Problem description
Would it be possible to quote, exactly and in full, the lines from the one with "the black tank" through the end of the entries below?

Natural-language object grounding data:
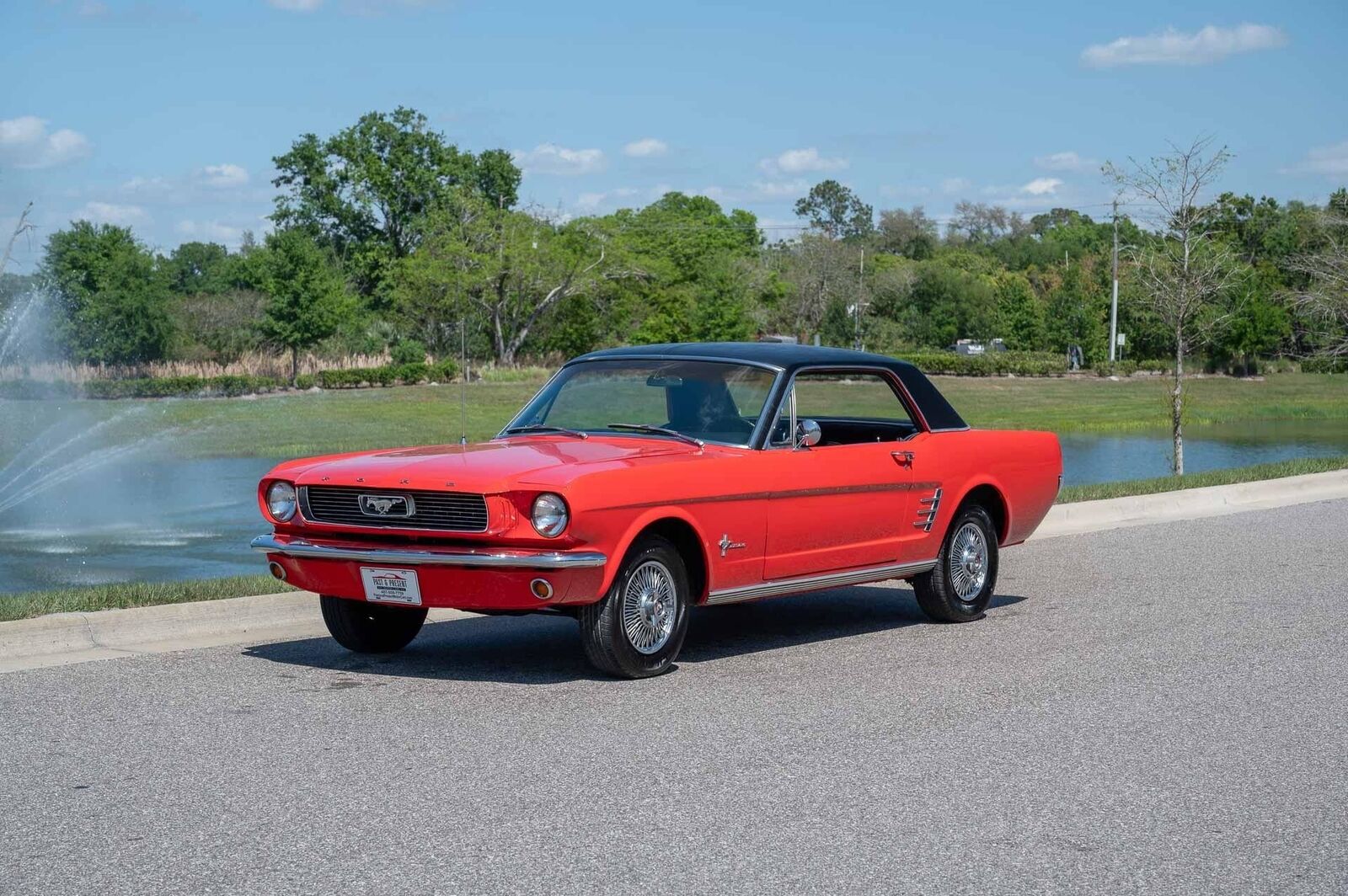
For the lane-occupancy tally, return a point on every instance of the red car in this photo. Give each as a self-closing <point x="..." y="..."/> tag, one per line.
<point x="644" y="482"/>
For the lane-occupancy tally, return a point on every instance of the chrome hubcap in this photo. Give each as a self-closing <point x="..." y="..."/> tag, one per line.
<point x="968" y="563"/>
<point x="649" y="606"/>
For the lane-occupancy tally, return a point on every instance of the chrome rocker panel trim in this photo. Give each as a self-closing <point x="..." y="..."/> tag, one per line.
<point x="815" y="583"/>
<point x="404" y="557"/>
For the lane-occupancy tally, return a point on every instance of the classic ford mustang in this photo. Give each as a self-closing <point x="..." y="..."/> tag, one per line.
<point x="644" y="482"/>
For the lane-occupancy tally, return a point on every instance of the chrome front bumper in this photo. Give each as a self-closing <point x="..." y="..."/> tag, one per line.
<point x="431" y="557"/>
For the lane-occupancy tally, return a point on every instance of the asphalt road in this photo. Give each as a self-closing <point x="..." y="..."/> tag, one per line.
<point x="1158" y="709"/>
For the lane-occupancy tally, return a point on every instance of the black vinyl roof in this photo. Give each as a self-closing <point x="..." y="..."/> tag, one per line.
<point x="792" y="357"/>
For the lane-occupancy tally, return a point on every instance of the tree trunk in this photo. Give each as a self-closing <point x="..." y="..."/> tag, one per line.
<point x="505" y="355"/>
<point x="1177" y="410"/>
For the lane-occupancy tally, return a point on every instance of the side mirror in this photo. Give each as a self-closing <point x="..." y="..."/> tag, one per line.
<point x="808" y="433"/>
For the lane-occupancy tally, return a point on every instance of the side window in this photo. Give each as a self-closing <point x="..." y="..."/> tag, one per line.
<point x="851" y="408"/>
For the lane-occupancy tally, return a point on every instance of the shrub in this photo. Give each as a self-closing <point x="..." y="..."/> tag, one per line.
<point x="408" y="352"/>
<point x="227" y="386"/>
<point x="991" y="364"/>
<point x="1325" y="365"/>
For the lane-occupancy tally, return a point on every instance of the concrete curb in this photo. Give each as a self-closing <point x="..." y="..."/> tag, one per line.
<point x="78" y="637"/>
<point x="1192" y="504"/>
<point x="61" y="639"/>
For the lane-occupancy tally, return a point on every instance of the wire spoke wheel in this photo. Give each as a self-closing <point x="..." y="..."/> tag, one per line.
<point x="650" y="606"/>
<point x="968" y="563"/>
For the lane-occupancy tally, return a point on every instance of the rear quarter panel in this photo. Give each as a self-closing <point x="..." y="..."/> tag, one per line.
<point x="1024" y="467"/>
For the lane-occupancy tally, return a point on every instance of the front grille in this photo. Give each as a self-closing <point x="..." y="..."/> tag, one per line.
<point x="442" y="511"/>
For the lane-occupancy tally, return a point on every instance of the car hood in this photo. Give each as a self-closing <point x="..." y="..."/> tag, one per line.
<point x="487" y="467"/>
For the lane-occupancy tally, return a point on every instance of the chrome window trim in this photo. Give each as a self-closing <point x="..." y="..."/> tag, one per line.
<point x="303" y="549"/>
<point x="815" y="583"/>
<point x="890" y="376"/>
<point x="758" y="428"/>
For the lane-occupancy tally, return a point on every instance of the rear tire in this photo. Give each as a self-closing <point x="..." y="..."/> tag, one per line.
<point x="960" y="586"/>
<point x="371" y="628"/>
<point x="637" y="630"/>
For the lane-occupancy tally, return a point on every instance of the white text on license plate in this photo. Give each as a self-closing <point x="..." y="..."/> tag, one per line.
<point x="391" y="586"/>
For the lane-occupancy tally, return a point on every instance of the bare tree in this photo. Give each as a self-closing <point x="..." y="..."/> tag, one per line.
<point x="1184" y="271"/>
<point x="982" y="222"/>
<point x="24" y="227"/>
<point x="1325" y="298"/>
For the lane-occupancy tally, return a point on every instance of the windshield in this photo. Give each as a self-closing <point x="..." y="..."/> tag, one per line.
<point x="708" y="401"/>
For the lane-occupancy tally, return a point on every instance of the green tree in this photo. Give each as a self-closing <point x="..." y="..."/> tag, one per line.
<point x="509" y="267"/>
<point x="1019" y="321"/>
<point x="366" y="190"/>
<point x="199" y="267"/>
<point x="836" y="211"/>
<point x="307" y="302"/>
<point x="111" y="300"/>
<point x="909" y="232"/>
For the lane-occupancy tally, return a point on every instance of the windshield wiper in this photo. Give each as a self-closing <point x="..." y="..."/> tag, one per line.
<point x="541" y="428"/>
<point x="661" y="430"/>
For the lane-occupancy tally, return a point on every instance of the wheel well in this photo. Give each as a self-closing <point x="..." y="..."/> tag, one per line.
<point x="990" y="499"/>
<point x="689" y="546"/>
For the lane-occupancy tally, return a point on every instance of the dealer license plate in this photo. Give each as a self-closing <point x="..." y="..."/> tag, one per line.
<point x="391" y="586"/>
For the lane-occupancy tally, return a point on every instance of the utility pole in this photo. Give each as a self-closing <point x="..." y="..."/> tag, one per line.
<point x="1114" y="300"/>
<point x="856" y="307"/>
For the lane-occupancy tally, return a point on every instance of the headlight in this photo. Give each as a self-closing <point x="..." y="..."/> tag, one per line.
<point x="281" y="502"/>
<point x="549" y="515"/>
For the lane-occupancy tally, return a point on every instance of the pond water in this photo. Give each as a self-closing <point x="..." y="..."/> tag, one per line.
<point x="150" y="516"/>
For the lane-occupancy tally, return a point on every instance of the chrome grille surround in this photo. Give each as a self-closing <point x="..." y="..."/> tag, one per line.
<point x="438" y="511"/>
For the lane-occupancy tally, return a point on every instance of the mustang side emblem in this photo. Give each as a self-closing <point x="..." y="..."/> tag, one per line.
<point x="386" y="505"/>
<point x="727" y="545"/>
<point x="927" y="516"/>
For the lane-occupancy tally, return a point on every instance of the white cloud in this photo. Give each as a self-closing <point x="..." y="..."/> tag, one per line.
<point x="781" y="189"/>
<point x="222" y="175"/>
<point x="1042" y="186"/>
<point x="1065" y="162"/>
<point x="549" y="158"/>
<point x="1331" y="161"/>
<point x="211" y="232"/>
<point x="1177" y="47"/>
<point x="801" y="162"/>
<point x="590" y="202"/>
<point x="646" y="147"/>
<point x="111" y="213"/>
<point x="24" y="143"/>
<point x="143" y="186"/>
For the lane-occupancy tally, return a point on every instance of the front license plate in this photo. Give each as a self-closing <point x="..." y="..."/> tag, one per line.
<point x="391" y="586"/>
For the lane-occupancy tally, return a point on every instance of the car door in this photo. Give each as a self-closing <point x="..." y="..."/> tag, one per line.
<point x="846" y="502"/>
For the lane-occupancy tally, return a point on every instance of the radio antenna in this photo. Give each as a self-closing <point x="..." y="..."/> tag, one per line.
<point x="463" y="384"/>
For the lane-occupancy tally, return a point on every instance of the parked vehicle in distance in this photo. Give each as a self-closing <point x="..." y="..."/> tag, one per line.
<point x="644" y="482"/>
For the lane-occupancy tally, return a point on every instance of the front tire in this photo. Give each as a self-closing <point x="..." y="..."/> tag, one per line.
<point x="637" y="630"/>
<point x="371" y="628"/>
<point x="960" y="586"/>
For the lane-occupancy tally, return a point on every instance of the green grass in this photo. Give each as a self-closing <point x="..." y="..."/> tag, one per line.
<point x="108" y="597"/>
<point x="1098" y="404"/>
<point x="1200" y="480"/>
<point x="296" y="424"/>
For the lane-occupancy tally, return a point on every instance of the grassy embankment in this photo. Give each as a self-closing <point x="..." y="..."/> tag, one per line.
<point x="293" y="424"/>
<point x="345" y="421"/>
<point x="104" y="597"/>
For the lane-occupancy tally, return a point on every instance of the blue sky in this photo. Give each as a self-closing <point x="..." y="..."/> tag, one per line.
<point x="166" y="115"/>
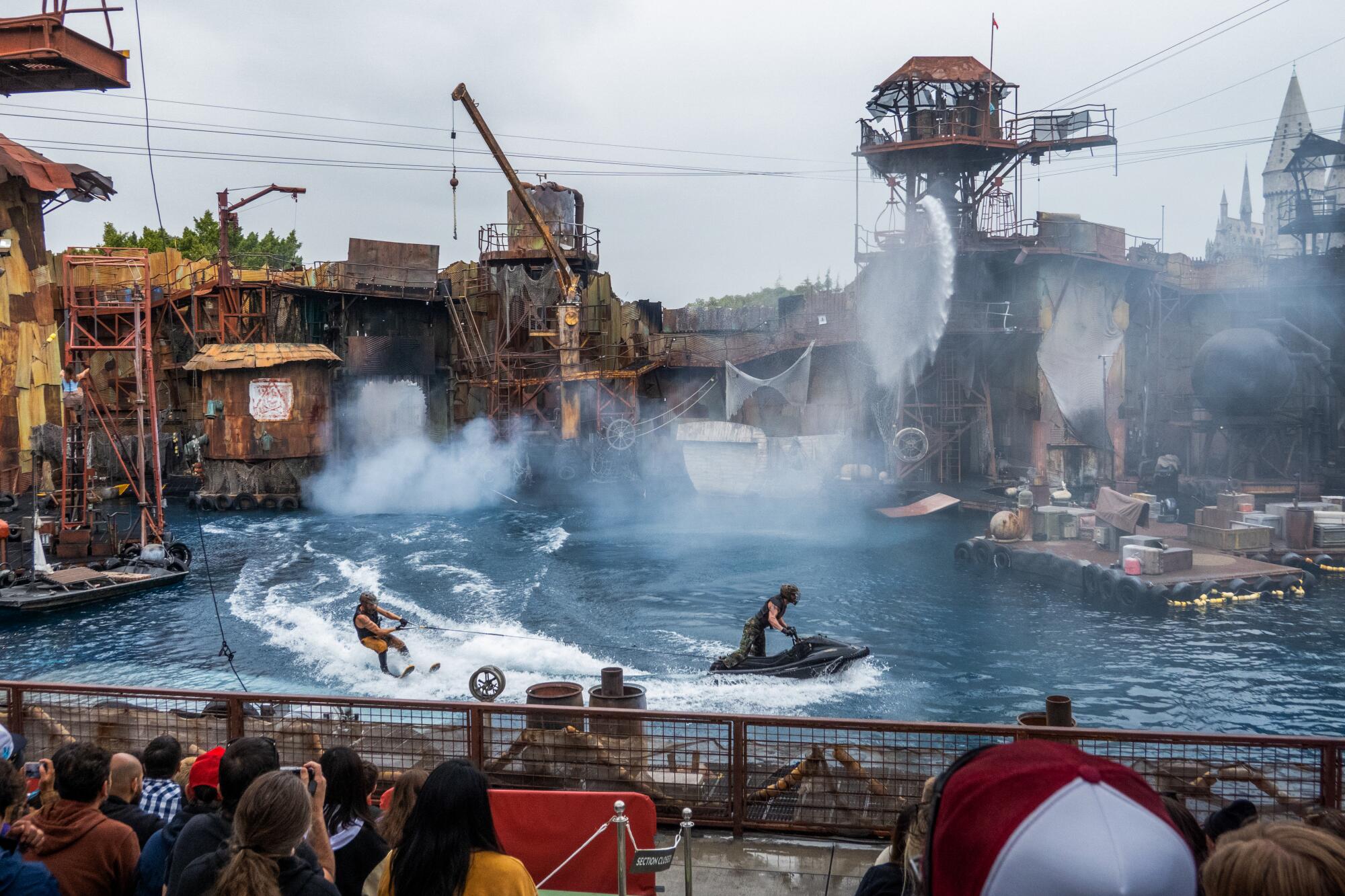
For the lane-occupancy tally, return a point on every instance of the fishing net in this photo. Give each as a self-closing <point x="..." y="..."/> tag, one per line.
<point x="793" y="384"/>
<point x="527" y="295"/>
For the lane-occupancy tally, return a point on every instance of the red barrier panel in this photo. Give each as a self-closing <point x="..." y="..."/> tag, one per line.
<point x="541" y="827"/>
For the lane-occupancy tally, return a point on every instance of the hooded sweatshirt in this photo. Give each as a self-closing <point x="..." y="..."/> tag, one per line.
<point x="87" y="852"/>
<point x="24" y="879"/>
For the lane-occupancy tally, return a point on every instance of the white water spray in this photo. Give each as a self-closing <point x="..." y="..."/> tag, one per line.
<point x="906" y="298"/>
<point x="393" y="467"/>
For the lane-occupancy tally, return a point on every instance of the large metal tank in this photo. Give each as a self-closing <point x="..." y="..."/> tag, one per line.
<point x="1243" y="372"/>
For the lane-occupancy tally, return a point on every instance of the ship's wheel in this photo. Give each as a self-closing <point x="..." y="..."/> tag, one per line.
<point x="488" y="684"/>
<point x="621" y="435"/>
<point x="911" y="444"/>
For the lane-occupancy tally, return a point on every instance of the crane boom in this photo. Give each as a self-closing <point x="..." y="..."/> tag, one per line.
<point x="570" y="283"/>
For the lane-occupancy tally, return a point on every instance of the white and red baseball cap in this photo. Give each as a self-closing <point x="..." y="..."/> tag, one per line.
<point x="1039" y="817"/>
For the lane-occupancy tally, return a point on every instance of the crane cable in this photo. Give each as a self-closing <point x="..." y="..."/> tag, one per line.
<point x="225" y="650"/>
<point x="453" y="182"/>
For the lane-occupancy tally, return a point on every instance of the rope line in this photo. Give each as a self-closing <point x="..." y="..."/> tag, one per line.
<point x="225" y="650"/>
<point x="150" y="153"/>
<point x="605" y="826"/>
<point x="552" y="641"/>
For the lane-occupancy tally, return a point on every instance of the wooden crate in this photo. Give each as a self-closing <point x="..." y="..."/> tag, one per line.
<point x="1229" y="538"/>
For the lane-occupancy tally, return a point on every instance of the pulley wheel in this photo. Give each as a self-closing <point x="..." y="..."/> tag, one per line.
<point x="488" y="684"/>
<point x="621" y="434"/>
<point x="911" y="444"/>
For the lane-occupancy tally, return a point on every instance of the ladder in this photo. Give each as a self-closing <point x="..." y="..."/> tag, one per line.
<point x="950" y="417"/>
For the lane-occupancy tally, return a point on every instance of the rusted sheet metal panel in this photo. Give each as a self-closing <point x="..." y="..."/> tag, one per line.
<point x="942" y="69"/>
<point x="249" y="356"/>
<point x="930" y="505"/>
<point x="282" y="412"/>
<point x="42" y="54"/>
<point x="391" y="356"/>
<point x="393" y="266"/>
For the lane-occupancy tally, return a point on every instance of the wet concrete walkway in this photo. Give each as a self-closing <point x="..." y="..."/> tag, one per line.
<point x="770" y="864"/>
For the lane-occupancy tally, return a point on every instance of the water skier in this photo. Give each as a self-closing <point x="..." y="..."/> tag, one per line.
<point x="377" y="638"/>
<point x="754" y="631"/>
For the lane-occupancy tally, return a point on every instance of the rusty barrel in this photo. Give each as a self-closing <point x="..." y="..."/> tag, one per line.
<point x="1299" y="528"/>
<point x="555" y="693"/>
<point x="619" y="697"/>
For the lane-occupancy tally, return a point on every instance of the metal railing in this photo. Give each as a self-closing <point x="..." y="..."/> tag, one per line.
<point x="521" y="239"/>
<point x="763" y="772"/>
<point x="1063" y="126"/>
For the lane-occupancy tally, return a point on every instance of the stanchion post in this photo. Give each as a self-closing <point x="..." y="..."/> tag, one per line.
<point x="621" y="845"/>
<point x="687" y="849"/>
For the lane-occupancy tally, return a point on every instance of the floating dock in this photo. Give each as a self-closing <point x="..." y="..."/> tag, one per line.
<point x="1214" y="576"/>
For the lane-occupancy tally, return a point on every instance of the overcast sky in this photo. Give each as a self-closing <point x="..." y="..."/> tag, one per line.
<point x="769" y="87"/>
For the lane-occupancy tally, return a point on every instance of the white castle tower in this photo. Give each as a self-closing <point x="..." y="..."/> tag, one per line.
<point x="1278" y="185"/>
<point x="1237" y="237"/>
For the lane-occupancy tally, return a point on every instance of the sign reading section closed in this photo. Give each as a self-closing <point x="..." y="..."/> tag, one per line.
<point x="271" y="400"/>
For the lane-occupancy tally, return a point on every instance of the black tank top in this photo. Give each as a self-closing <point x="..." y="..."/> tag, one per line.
<point x="364" y="633"/>
<point x="765" y="614"/>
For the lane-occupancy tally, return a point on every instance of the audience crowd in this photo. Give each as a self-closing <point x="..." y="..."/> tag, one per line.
<point x="1028" y="817"/>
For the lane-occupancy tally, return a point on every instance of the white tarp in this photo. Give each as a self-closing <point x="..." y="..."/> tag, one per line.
<point x="793" y="384"/>
<point x="1071" y="356"/>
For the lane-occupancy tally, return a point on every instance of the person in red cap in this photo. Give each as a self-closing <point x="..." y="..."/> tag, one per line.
<point x="1039" y="817"/>
<point x="202" y="798"/>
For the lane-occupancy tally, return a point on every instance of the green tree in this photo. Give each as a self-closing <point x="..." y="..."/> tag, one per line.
<point x="202" y="240"/>
<point x="759" y="298"/>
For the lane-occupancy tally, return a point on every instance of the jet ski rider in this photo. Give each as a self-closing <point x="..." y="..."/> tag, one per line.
<point x="375" y="637"/>
<point x="754" y="631"/>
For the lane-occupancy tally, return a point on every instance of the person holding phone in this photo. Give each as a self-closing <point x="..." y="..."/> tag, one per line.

Result of this task
For the lane-occupancy tally, return a point on every instance of the black tank top in this photo. Give each as a self-closing <point x="..." y="..."/> tag, one per line.
<point x="364" y="633"/>
<point x="765" y="614"/>
For the lane-occupancy tally, return a point on every instance of the audience crowd in this photo. Give each as a self-closing <point x="..." y="..."/> tag, one per line.
<point x="1028" y="817"/>
For the lane-occupancy tally, return a point on every instance of the white tarp in this photo. Give each as a self-closing <point x="..." y="..."/> tag, one per line.
<point x="793" y="384"/>
<point x="1071" y="356"/>
For the lane-occupancy tally, return a point on every instance of the person in red cap in this photo. Give each as a self-closing <point x="..." y="..."/> tag, one per line.
<point x="1039" y="817"/>
<point x="202" y="798"/>
For the lane-occupancy tally, return a point on every instance of the green tree in this photo. Give each as a self-closing <point x="..." y="..."/> tag, one per line.
<point x="202" y="240"/>
<point x="759" y="298"/>
For the lane-occupancy tally, return a point on every instance of the jet ski rider in this photo. Give each as a self-closing <point x="..." y="..."/> tag, one per line.
<point x="375" y="637"/>
<point x="754" y="631"/>
For the lane-occupancy tally, return a point on every instance of the person holding phone in this photo. Give each as a self-closing <point x="..." y="..."/> tag, one per line.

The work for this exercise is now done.